Exercise task: From the job interview passage, write out the part between "You have to" and "and will prevail.", inclusive, substituting "opponent" for "adversary".

Extract provided:
---*---

This may seem unfair. You’d like to believe that when you’re interviewing for a job, all that counts is your background and experience. That’s only a part of it. Of course the interviewer and hiring manager care about your skills, responsibilities, expertise and knowledge. However, while these traits are important, there are some smart hacks to win over the hiring manager in the interview.
You have to enter the arena knowing that it will be rough. You’ll be met with indifference and rejection. There will be three to more than ten interviews conducted over six months. You’re thrust into an uncomfortable game. It’s not easy for most people to turn on charm and charisma when the interview starts. It feels that the process is one-sided and the company holds all the cards. Going on a number of interviews without an end in sight and little to no feedback could be exhausting.
Interviewing is similar to playing a sport. You might find yourself against a tough adversary, but once you get how the game is played, you’ll be prepared, ready to overcome all the obstacles, hurdles and will prevail.
They’re Watching And Listening For Clues
You can be the best, most qualified candidate, but if you have a bad attitude, it could be a deal-killer. A person’s temperament, communication style, social and interpersonal skills are crucially important. A manager doesn’t want to hire someone who will alienate her staff members, appears uncoachable, not a team player and is difficult to work with.

---*---

Data entries:

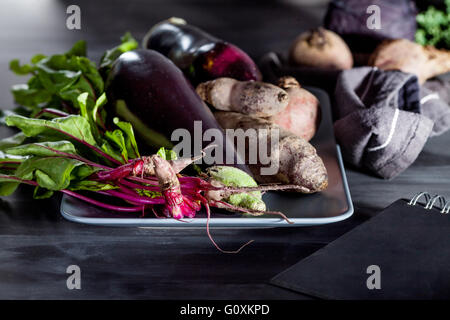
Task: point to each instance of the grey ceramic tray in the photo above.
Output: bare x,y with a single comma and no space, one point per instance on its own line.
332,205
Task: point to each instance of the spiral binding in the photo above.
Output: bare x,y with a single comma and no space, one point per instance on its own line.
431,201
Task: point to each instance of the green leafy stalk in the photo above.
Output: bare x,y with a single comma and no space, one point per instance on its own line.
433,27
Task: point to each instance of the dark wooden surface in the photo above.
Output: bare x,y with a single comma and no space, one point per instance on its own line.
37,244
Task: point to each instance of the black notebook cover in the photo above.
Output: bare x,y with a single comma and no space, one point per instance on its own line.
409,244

---*---

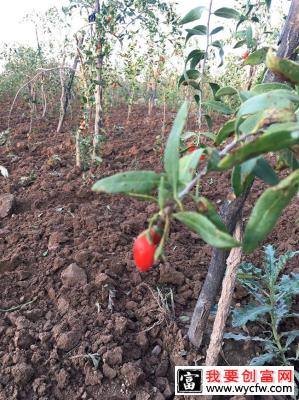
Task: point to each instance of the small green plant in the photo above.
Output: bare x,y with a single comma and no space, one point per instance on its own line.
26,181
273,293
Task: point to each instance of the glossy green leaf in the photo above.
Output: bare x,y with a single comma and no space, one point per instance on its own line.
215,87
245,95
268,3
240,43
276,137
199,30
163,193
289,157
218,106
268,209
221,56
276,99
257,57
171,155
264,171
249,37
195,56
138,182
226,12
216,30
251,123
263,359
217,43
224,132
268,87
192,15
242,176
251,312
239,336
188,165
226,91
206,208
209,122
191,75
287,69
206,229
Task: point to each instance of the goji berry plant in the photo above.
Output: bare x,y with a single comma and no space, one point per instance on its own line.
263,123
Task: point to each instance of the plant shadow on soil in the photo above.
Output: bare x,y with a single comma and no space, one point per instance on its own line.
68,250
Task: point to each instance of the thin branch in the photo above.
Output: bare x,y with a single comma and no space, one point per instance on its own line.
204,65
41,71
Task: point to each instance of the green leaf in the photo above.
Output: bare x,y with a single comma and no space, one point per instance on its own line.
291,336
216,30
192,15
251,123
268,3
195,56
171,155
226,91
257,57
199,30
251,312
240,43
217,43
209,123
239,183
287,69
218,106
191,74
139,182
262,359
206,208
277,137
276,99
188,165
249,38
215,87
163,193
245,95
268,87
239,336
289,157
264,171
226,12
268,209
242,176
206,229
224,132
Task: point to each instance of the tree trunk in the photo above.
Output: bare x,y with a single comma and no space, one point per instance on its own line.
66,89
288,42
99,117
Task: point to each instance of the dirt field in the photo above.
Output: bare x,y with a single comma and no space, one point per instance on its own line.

---*---

The solution:
You have to enter the arena knowing that it will be rough. You’ll be met with indifference and rejection. There will be three to more than ten interviews conducted over six months. You’re thrust into an uncomfortable game. It’s not easy for most people to turn on charm and charisma when the interview starts. It feels that the process is one-sided and the company holds all the cards. Going on a number of interviews without an end in sight and little to no feedback could be exhausting.
Interviewing is similar to playing a sport. You might find yourself against a tough opponent, but once you get how the game is played, you’ll be prepared, ready to overcome all the obstacles, hurdles and will prevail.